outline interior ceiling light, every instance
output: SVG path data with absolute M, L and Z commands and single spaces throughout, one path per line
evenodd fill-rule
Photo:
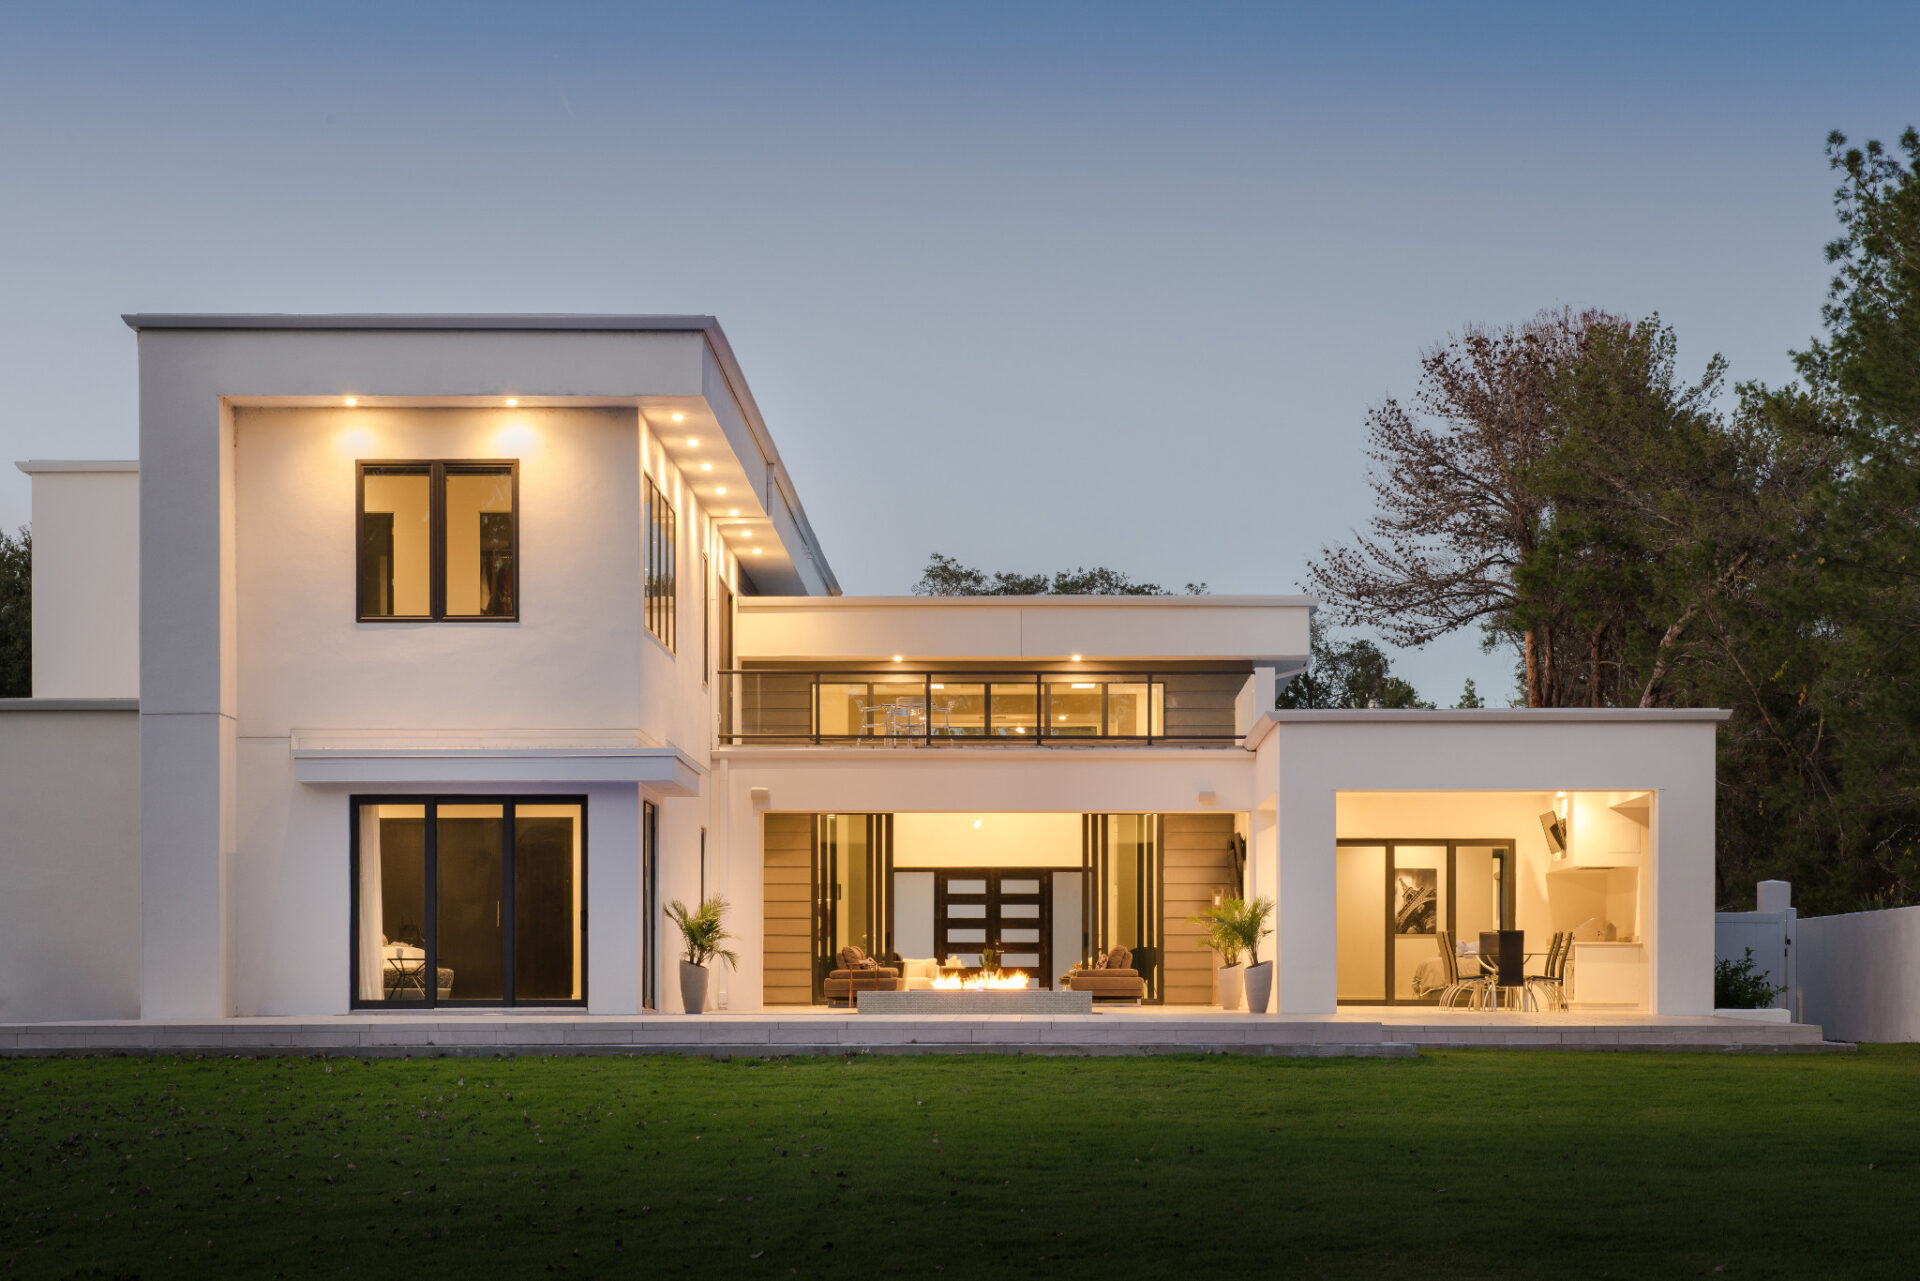
M 700 448 L 700 438 L 698 436 L 687 437 L 687 448 L 688 449 Z
M 517 401 L 517 400 L 515 400 L 515 399 L 514 399 L 514 398 L 513 398 L 512 396 L 509 396 L 509 397 L 507 397 L 507 408 L 508 408 L 508 409 L 518 409 L 518 408 L 520 408 L 520 402 L 519 402 L 519 401 Z
M 683 423 L 683 422 L 685 422 L 685 421 L 687 421 L 687 416 L 686 416 L 685 414 L 675 414 L 675 415 L 673 416 L 673 421 L 675 421 L 675 422 L 677 422 L 677 423 Z
M 727 487 L 725 485 L 715 485 L 713 487 L 713 492 L 724 497 L 727 492 Z
M 1065 720 L 1065 719 L 1067 719 L 1067 718 L 1066 718 L 1066 717 L 1064 717 L 1064 716 L 1056 716 L 1056 717 L 1054 717 L 1053 719 L 1055 719 L 1056 721 L 1064 721 L 1064 720 Z
M 348 409 L 352 409 L 352 408 L 353 408 L 353 407 L 354 407 L 355 405 L 357 405 L 357 404 L 359 404 L 359 403 L 360 403 L 360 398 L 359 398 L 358 396 L 349 396 L 349 397 L 347 397 L 347 408 L 348 408 Z
M 738 507 L 729 507 L 729 508 L 727 508 L 727 515 L 729 515 L 729 516 L 738 516 L 739 514 L 740 514 L 740 509 L 739 509 Z
M 1075 682 L 1073 683 L 1073 688 L 1075 688 L 1075 689 L 1099 689 L 1100 687 L 1099 687 L 1098 685 L 1095 685 L 1095 684 L 1094 684 L 1094 683 L 1093 683 L 1092 681 L 1075 681 Z
M 896 663 L 898 663 L 898 662 L 901 662 L 901 661 L 902 661 L 902 658 L 901 658 L 901 656 L 900 656 L 899 654 L 895 654 L 895 655 L 893 656 L 893 661 L 894 661 L 894 662 L 896 662 Z
M 1080 655 L 1078 655 L 1078 654 L 1075 654 L 1075 655 L 1073 656 L 1073 661 L 1074 661 L 1074 662 L 1076 662 L 1076 663 L 1077 663 L 1077 662 L 1079 662 L 1079 661 L 1080 661 Z
M 701 470 L 701 471 L 712 471 L 712 470 L 713 470 L 713 464 L 712 464 L 712 463 L 701 463 L 701 464 L 700 464 L 700 470 Z
M 978 826 L 980 826 L 980 820 L 979 820 L 979 819 L 977 819 L 977 818 L 976 818 L 976 819 L 974 819 L 974 820 L 973 820 L 973 825 L 974 825 L 975 827 L 978 827 Z
M 760 553 L 761 553 L 762 551 L 764 551 L 764 550 L 765 550 L 764 548 L 761 548 L 761 547 L 756 547 L 756 548 L 754 548 L 754 549 L 753 549 L 753 554 L 754 554 L 755 556 L 758 556 L 758 555 L 760 555 Z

§ **PROBLEM TO SOLVE**
Take the whole listing above and copy it exactly. Pictures do not go into the copy.

§ **OUTPUT**
outline interior ceiling light, every instance
output: SVG path data with absolute M, L and Z commands and single spaces throughout, one path per line
evenodd fill-rule
Photo:
M 700 448 L 700 438 L 698 436 L 687 437 L 687 448 L 688 449 Z
M 517 401 L 517 400 L 515 400 L 515 399 L 514 399 L 514 398 L 513 398 L 512 396 L 509 396 L 509 397 L 507 397 L 507 408 L 508 408 L 508 409 L 518 409 L 518 408 L 520 408 L 520 402 L 519 402 L 519 401 Z
M 683 423 L 683 422 L 685 422 L 685 421 L 687 421 L 687 416 L 686 416 L 685 414 L 675 414 L 675 415 L 673 416 L 673 421 L 675 421 L 675 422 L 677 422 L 677 423 Z
M 727 487 L 725 485 L 715 485 L 713 487 L 713 492 L 724 497 L 727 492 Z
M 1065 720 L 1065 719 L 1067 719 L 1067 718 L 1066 718 L 1066 717 L 1064 717 L 1064 716 L 1056 716 L 1056 717 L 1054 717 L 1053 719 L 1055 719 L 1056 721 L 1064 721 L 1064 720 Z
M 348 409 L 352 409 L 352 408 L 353 408 L 353 407 L 354 407 L 355 405 L 357 405 L 357 404 L 359 404 L 359 403 L 360 403 L 360 398 L 359 398 L 358 396 L 349 396 L 349 397 L 347 397 L 347 408 L 348 408 Z
M 738 507 L 729 507 L 729 508 L 727 508 L 727 515 L 729 515 L 729 516 L 738 516 L 739 514 L 740 514 L 740 509 L 739 509 Z
M 1075 682 L 1073 683 L 1073 688 L 1075 688 L 1075 689 L 1099 689 L 1100 687 L 1099 687 L 1098 685 L 1095 685 L 1095 684 L 1094 684 L 1094 683 L 1093 683 L 1092 681 L 1075 681 Z
M 896 663 L 898 663 L 898 662 L 901 662 L 901 661 L 902 661 L 902 658 L 901 658 L 901 656 L 900 656 L 899 654 L 895 654 L 895 655 L 893 656 L 893 661 L 894 661 L 894 662 L 896 662 Z
M 1080 655 L 1078 655 L 1078 654 L 1075 654 L 1075 655 L 1073 656 L 1073 661 L 1074 661 L 1074 662 L 1076 662 L 1076 663 L 1077 663 L 1077 662 L 1079 662 L 1079 661 L 1080 661 Z
M 701 470 L 701 471 L 712 471 L 712 470 L 713 470 L 713 464 L 712 464 L 712 463 L 701 463 L 701 464 L 700 464 L 700 470 Z
M 978 826 L 980 826 L 980 820 L 979 820 L 979 819 L 977 819 L 977 818 L 976 818 L 976 819 L 974 819 L 974 820 L 973 820 L 973 825 L 974 825 L 975 827 L 978 827 Z
M 760 553 L 761 553 L 762 551 L 764 551 L 764 550 L 765 550 L 764 548 L 761 548 L 761 547 L 756 547 L 756 548 L 754 548 L 754 549 L 753 549 L 753 554 L 754 554 L 755 556 L 758 556 L 758 555 L 760 555 Z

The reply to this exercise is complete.